- TASK INPUTS:
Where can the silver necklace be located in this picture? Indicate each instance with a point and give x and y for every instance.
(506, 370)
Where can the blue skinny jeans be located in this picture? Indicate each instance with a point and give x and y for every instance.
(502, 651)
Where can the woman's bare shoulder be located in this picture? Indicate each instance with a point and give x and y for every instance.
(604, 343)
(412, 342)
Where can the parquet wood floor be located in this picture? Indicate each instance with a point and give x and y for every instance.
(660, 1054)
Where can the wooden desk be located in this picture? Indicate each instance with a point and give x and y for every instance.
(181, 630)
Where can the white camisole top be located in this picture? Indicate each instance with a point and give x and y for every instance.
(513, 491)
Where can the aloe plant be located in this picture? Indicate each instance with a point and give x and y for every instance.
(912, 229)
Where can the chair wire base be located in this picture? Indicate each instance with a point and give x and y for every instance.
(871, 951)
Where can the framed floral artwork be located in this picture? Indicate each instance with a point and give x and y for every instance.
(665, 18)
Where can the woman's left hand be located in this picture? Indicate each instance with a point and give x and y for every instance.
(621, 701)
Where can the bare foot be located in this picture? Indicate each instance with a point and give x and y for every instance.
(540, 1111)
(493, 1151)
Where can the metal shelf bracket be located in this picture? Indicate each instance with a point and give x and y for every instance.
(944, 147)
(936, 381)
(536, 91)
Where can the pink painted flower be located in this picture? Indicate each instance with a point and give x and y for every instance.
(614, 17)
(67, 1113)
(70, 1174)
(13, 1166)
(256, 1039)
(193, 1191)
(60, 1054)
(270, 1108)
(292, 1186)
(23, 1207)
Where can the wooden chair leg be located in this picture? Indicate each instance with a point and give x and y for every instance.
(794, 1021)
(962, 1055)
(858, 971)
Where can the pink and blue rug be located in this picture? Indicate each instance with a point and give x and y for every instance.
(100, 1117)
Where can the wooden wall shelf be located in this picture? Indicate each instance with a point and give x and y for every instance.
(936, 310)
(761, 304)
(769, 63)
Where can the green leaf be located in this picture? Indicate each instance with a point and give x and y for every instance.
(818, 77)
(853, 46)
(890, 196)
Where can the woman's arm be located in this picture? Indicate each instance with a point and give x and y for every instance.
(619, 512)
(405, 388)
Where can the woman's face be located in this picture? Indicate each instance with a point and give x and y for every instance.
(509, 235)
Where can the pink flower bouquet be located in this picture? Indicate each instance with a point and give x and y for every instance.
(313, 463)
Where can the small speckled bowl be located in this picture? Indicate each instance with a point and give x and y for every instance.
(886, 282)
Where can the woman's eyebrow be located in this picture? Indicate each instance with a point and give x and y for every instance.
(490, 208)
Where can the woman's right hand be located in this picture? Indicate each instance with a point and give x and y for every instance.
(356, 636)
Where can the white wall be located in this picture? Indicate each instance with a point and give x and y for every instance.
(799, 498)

* * *

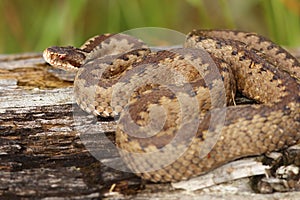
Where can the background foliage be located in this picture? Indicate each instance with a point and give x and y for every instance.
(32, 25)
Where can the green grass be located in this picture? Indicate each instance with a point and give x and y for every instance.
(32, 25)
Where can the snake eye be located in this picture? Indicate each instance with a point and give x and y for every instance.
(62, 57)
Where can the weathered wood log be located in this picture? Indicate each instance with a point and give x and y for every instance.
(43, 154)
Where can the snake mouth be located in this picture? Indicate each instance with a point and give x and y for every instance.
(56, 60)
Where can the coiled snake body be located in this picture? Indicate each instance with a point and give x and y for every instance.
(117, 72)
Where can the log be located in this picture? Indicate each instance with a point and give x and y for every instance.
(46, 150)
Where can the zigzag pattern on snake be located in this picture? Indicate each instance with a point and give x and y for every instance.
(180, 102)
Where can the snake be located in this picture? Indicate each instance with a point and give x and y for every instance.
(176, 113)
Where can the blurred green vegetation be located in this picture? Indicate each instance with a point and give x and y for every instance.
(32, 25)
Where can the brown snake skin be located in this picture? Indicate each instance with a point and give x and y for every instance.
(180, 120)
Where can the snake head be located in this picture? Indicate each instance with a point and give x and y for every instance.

--

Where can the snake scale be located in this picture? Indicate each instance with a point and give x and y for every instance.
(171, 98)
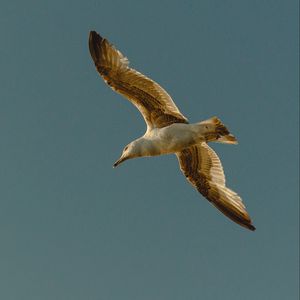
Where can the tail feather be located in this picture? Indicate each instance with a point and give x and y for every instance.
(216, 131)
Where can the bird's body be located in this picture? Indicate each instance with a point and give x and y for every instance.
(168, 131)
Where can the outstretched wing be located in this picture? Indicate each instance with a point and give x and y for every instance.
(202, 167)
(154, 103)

- THE EXERCISE: Copy the lines of material word for word, starting at the line containing "Where can the brown" and ending at the line containing "Where can the snake head".

- ANSWER FOR THE TASK:
Where can the brown snake skin be located in this picture? Indicate each instance with a point and give x and y for every instance.
(180, 120)
Where can the snake head be located in this picture? Indicate each instance with a point and give x and y for every instance.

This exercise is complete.